Set problem 1 – Repeat the stretch from "A fully connnected" through "self.fc4 = nn.Linear(8, 1)" in the batch normalization text, word for word.
Set problem 2 – From the records, pick out each line that contains the string "patio", treating uppercase and lowercase as different.

#### Supplied passage ####

In the following codes, we build a fully connected neural network with batch normalization.

In the `__init__` method, `self.bn1 = nn.BatchNorm1d(64)` defines a batch normalization over a 2D input with 64 features.

In the `forward` method, `x = torch.relu(self.bn1(self.fc1(x)))` firstly do the linear transformation, then apply batch normalization, and then do nonlinear activation.

In [None]:
class FNN_bn(nn.Module):
    """
    A fully connnected neural network with batch normalization
    """
    def __init__(self):
        super(FNN_bn, self).__init__()
        self.fc1 = nn.Linear(24, 64)
        self.bn1 = nn.BatchNorm1d(64) # defines batch normalization over a 2D input with 64 features
        self.fc2 = nn.Linear(64, 32)
        self.bn2 = nn.BatchNorm1d(32) # defines batch normalization over a 2D input with 32 features
        self.fc3 = nn.Linear(32, 8)
        self.bn3 = nn.BatchNorm1d(8) # defines batch normalization over a 2D input with 8 features
        self.fc4 = nn.Linear(8, 1)

#### Record extracts ####

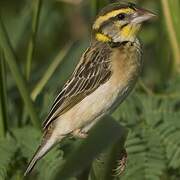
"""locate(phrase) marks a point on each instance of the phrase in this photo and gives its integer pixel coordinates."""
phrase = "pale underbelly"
(97, 104)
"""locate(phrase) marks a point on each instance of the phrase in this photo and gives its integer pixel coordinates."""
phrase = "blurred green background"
(41, 41)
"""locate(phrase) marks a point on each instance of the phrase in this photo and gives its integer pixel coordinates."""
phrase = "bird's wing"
(93, 70)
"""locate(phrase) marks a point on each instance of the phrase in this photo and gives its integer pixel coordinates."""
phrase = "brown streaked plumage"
(105, 75)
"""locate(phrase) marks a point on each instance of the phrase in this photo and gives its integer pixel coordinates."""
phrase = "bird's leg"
(83, 132)
(78, 133)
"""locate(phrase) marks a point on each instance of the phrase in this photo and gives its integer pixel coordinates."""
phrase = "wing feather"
(93, 70)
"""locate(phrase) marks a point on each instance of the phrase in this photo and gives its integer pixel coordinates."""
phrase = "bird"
(105, 75)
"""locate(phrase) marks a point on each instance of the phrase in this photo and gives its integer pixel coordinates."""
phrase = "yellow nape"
(130, 30)
(102, 37)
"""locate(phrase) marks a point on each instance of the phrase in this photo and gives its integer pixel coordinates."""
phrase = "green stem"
(50, 71)
(3, 97)
(171, 33)
(31, 45)
(21, 84)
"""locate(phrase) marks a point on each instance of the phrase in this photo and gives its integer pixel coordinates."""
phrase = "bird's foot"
(79, 133)
(122, 163)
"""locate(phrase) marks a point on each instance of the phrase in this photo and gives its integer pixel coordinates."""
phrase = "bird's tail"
(40, 152)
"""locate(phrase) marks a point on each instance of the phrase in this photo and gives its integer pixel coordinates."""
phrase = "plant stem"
(171, 33)
(17, 75)
(47, 75)
(3, 97)
(31, 45)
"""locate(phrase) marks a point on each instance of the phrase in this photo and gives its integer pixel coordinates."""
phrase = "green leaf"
(105, 134)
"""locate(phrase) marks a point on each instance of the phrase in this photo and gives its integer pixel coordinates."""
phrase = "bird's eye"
(121, 16)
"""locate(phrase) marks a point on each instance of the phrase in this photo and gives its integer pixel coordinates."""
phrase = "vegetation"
(40, 42)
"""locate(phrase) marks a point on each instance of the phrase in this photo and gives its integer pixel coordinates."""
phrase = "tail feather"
(40, 152)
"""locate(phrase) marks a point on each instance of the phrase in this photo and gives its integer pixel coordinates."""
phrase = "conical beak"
(142, 15)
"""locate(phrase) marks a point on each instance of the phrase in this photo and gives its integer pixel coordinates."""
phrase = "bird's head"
(117, 23)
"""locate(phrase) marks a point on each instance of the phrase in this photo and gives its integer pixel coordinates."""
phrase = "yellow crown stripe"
(102, 37)
(109, 15)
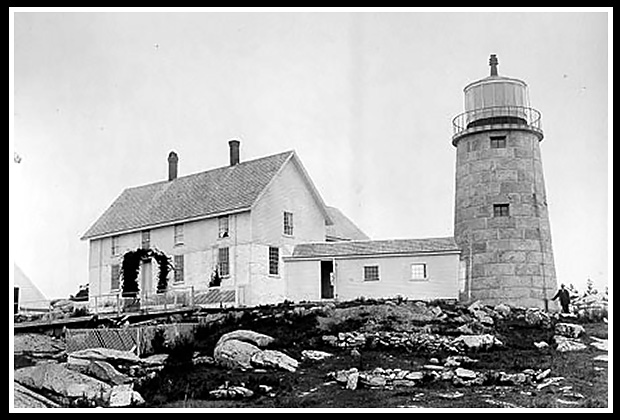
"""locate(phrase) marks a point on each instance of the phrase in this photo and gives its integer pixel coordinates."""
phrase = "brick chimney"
(173, 166)
(234, 152)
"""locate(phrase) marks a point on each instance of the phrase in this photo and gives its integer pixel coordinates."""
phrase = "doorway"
(146, 278)
(327, 282)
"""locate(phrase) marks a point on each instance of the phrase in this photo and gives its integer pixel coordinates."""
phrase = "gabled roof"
(342, 228)
(206, 194)
(29, 293)
(375, 248)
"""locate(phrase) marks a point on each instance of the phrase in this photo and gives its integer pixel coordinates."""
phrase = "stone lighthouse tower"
(501, 220)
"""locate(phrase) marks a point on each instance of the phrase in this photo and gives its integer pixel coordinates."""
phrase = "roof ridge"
(242, 163)
(377, 240)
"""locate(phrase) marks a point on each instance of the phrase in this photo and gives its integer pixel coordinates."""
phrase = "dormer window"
(224, 231)
(146, 239)
(288, 223)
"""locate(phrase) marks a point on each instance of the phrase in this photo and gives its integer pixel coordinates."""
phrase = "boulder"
(273, 359)
(599, 343)
(414, 376)
(569, 330)
(352, 380)
(542, 375)
(513, 379)
(108, 355)
(403, 383)
(156, 359)
(465, 373)
(502, 310)
(342, 376)
(375, 381)
(101, 370)
(533, 317)
(564, 344)
(332, 340)
(483, 317)
(37, 344)
(235, 354)
(477, 305)
(257, 339)
(124, 396)
(231, 392)
(315, 354)
(477, 342)
(25, 398)
(54, 379)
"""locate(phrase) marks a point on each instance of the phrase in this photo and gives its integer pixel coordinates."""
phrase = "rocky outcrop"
(274, 359)
(107, 355)
(101, 370)
(124, 396)
(226, 392)
(235, 354)
(247, 336)
(25, 398)
(315, 354)
(239, 350)
(68, 385)
(569, 330)
(564, 344)
(477, 342)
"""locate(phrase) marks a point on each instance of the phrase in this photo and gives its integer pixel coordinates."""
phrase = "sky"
(366, 99)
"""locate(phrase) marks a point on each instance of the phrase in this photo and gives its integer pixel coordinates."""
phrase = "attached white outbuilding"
(421, 269)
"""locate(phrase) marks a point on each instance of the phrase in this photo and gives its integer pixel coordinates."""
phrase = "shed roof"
(375, 247)
(217, 191)
(342, 228)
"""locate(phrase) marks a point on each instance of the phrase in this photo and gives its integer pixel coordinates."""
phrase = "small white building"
(420, 269)
(264, 227)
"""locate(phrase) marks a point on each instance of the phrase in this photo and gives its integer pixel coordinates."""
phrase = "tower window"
(146, 239)
(498, 142)
(224, 230)
(288, 223)
(223, 262)
(274, 260)
(418, 272)
(501, 210)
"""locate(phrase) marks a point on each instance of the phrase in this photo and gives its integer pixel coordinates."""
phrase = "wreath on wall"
(130, 268)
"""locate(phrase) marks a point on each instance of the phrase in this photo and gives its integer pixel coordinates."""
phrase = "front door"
(146, 280)
(327, 279)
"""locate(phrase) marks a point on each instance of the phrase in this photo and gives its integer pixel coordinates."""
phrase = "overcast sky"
(365, 99)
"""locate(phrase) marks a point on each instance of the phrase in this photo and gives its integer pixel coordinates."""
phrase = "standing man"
(564, 298)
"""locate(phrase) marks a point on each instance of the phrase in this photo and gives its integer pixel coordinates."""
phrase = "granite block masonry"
(501, 216)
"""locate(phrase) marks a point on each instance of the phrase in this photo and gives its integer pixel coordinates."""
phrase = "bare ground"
(181, 384)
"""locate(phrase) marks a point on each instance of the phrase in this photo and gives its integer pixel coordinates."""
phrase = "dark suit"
(564, 297)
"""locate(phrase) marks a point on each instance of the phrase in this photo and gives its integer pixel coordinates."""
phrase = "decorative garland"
(130, 268)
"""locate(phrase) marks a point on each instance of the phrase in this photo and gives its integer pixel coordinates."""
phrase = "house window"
(371, 273)
(115, 277)
(498, 142)
(274, 260)
(223, 227)
(418, 271)
(288, 223)
(223, 262)
(179, 234)
(501, 210)
(146, 239)
(115, 247)
(179, 268)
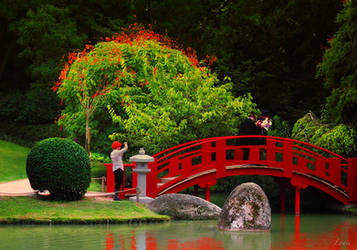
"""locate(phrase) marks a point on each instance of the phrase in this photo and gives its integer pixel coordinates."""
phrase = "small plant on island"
(60, 166)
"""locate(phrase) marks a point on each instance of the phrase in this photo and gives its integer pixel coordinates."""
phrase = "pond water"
(308, 232)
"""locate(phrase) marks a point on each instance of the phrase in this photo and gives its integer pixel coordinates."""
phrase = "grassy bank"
(36, 211)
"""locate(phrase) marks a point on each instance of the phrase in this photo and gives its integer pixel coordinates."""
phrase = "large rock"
(246, 209)
(184, 206)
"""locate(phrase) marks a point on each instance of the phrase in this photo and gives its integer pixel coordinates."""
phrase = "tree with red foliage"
(157, 93)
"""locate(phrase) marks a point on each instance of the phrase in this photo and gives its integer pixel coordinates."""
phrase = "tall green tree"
(157, 94)
(338, 69)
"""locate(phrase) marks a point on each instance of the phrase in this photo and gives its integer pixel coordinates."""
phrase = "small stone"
(184, 206)
(246, 209)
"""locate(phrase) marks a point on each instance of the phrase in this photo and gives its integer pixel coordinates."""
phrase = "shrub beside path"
(23, 188)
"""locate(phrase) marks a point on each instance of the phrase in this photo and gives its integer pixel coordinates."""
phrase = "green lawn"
(33, 210)
(12, 161)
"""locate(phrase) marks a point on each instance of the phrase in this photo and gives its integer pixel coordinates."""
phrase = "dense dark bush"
(60, 166)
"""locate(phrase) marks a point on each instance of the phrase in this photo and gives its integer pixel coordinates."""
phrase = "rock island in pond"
(184, 206)
(246, 209)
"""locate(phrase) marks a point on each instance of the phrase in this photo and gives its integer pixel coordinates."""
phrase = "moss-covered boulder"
(184, 207)
(246, 209)
(60, 166)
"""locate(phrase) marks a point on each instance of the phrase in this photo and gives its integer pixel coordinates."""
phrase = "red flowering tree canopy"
(157, 94)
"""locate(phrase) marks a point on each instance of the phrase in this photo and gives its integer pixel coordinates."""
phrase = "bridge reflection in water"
(290, 234)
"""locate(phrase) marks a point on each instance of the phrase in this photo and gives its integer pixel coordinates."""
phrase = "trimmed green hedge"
(60, 166)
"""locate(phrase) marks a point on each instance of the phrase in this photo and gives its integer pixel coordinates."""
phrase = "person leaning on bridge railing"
(118, 167)
(249, 127)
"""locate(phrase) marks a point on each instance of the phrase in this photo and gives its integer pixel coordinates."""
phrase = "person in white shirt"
(118, 167)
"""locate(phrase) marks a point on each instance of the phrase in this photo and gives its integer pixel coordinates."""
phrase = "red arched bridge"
(294, 163)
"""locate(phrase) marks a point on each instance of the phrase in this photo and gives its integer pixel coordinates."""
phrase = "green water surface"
(310, 232)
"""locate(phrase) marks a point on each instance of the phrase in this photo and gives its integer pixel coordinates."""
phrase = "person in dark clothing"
(248, 127)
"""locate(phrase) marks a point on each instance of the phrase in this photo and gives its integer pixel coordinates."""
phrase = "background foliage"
(157, 96)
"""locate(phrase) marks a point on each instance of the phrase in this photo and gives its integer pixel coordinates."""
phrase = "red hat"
(116, 145)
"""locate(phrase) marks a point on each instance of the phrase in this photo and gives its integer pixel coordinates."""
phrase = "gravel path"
(23, 188)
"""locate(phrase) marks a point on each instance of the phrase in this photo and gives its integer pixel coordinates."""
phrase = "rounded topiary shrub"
(60, 166)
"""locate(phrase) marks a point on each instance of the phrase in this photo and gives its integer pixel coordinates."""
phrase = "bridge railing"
(215, 154)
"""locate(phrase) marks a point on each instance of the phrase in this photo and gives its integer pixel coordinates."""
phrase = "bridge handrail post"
(220, 157)
(141, 160)
(288, 157)
(352, 180)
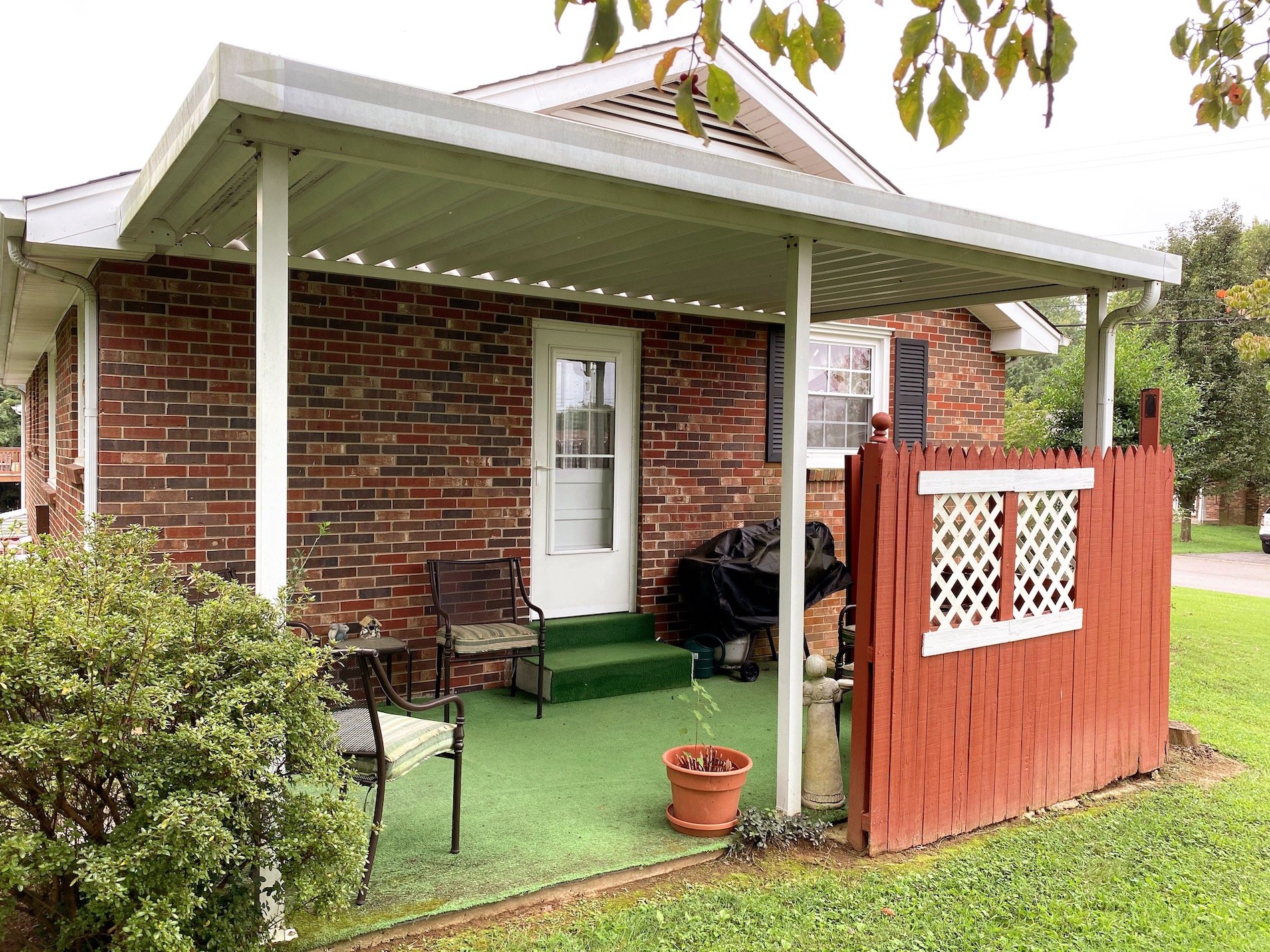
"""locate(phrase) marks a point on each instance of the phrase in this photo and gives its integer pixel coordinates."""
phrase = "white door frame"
(540, 457)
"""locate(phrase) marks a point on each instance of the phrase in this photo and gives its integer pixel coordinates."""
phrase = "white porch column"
(1095, 313)
(271, 368)
(789, 703)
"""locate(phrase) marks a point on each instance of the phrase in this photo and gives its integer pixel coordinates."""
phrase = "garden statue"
(822, 762)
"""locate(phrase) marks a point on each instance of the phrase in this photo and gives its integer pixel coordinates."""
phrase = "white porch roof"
(424, 186)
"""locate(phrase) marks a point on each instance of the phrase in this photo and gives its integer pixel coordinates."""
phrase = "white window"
(849, 369)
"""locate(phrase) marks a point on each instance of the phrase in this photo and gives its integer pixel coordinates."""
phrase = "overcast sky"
(92, 87)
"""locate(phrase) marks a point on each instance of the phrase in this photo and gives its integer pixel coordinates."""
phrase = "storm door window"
(582, 504)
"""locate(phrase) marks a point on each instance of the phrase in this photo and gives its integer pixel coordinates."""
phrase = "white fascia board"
(770, 200)
(82, 217)
(1017, 329)
(630, 71)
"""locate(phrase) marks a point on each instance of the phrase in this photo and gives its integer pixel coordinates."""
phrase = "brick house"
(399, 299)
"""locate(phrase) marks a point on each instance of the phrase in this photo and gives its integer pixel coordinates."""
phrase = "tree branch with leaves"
(949, 53)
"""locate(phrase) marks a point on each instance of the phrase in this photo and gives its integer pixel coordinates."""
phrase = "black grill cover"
(732, 583)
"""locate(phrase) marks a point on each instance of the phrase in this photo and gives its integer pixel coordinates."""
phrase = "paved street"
(1239, 573)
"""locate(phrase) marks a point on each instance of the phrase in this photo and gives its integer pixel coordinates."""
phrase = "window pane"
(582, 503)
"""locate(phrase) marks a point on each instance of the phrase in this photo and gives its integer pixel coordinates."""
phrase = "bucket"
(703, 649)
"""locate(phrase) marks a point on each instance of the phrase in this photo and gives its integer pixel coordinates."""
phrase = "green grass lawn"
(1219, 538)
(1175, 868)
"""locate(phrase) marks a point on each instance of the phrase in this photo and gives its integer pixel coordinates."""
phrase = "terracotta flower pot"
(705, 802)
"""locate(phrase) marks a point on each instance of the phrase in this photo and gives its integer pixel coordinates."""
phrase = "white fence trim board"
(948, 640)
(938, 482)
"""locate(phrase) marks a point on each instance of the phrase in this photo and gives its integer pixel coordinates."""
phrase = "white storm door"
(584, 469)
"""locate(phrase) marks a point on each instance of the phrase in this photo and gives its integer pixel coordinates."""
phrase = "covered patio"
(578, 794)
(286, 165)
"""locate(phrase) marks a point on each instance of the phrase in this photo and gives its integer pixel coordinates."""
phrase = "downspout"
(1144, 305)
(89, 371)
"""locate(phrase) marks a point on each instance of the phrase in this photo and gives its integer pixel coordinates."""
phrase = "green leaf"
(767, 31)
(686, 108)
(949, 111)
(606, 29)
(908, 101)
(975, 75)
(722, 93)
(1009, 57)
(830, 35)
(642, 13)
(711, 25)
(920, 33)
(801, 51)
(1209, 114)
(664, 63)
(1180, 43)
(1062, 49)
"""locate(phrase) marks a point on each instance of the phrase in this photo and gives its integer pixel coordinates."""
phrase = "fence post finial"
(882, 426)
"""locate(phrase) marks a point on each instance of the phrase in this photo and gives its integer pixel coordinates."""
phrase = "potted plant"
(705, 780)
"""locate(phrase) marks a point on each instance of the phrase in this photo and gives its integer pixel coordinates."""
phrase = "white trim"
(272, 327)
(856, 335)
(949, 640)
(938, 482)
(789, 674)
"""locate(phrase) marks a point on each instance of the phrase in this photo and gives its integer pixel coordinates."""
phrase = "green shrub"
(760, 829)
(155, 754)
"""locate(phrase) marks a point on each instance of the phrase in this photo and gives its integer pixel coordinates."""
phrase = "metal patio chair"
(484, 613)
(385, 747)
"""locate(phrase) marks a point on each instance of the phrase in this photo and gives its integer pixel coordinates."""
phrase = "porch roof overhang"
(423, 186)
(406, 178)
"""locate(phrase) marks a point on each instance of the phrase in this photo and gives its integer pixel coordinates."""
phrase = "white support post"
(789, 703)
(1095, 313)
(271, 368)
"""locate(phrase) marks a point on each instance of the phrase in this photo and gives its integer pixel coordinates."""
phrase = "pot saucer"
(700, 829)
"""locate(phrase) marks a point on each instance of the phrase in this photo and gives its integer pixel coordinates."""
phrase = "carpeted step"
(606, 669)
(588, 630)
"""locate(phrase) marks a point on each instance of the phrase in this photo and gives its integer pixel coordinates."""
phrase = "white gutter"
(1105, 410)
(89, 365)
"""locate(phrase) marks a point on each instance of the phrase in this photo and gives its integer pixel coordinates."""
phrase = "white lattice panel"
(965, 559)
(1045, 552)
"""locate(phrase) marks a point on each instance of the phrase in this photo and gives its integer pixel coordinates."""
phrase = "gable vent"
(650, 112)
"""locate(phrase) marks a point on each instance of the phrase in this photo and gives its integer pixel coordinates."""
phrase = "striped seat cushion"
(408, 742)
(497, 636)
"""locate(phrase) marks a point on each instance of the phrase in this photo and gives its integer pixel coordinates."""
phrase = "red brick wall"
(66, 500)
(410, 428)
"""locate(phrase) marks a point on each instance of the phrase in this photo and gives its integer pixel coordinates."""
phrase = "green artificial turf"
(1219, 538)
(581, 792)
(1176, 868)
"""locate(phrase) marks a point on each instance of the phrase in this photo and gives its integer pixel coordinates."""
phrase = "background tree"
(1233, 417)
(949, 53)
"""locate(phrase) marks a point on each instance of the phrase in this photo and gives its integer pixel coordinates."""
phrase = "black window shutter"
(912, 368)
(775, 393)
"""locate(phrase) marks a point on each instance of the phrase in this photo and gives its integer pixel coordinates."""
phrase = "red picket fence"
(948, 743)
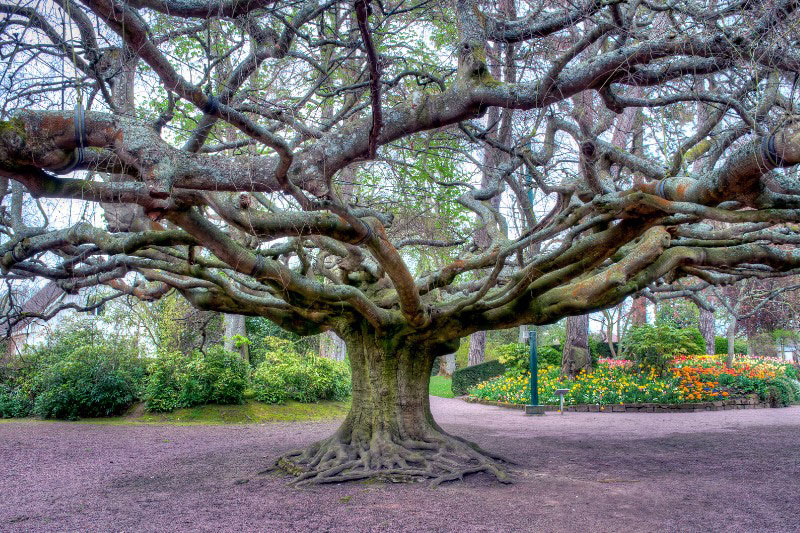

####

Finished answer 1 –
A fully connnected neural network with batch normalization
    """
    def __init__(self):
        super(FNN_bn, self).__init__()
        self.fc1 = nn.Linear(24, 64)
        self.bn1 = nn.BatchNorm1d(64) # defines batch normalization over a 2D input with 64 features
        self.fc2 = nn.Linear(64, 32)
        self.bn2 = nn.BatchNorm1d(32) # defines batch normalization over a 2D input with 32 features
        self.fc3 = nn.Linear(32, 8)
        self.bn3 = nn.BatchNorm1d(8) # defines batch normalization over a 2D input with 8 features
        self.fc4 = nn.Linear(8, 1)

Finished answer 2 –
phrase = "covered patio"
phrase = "metal patio chair"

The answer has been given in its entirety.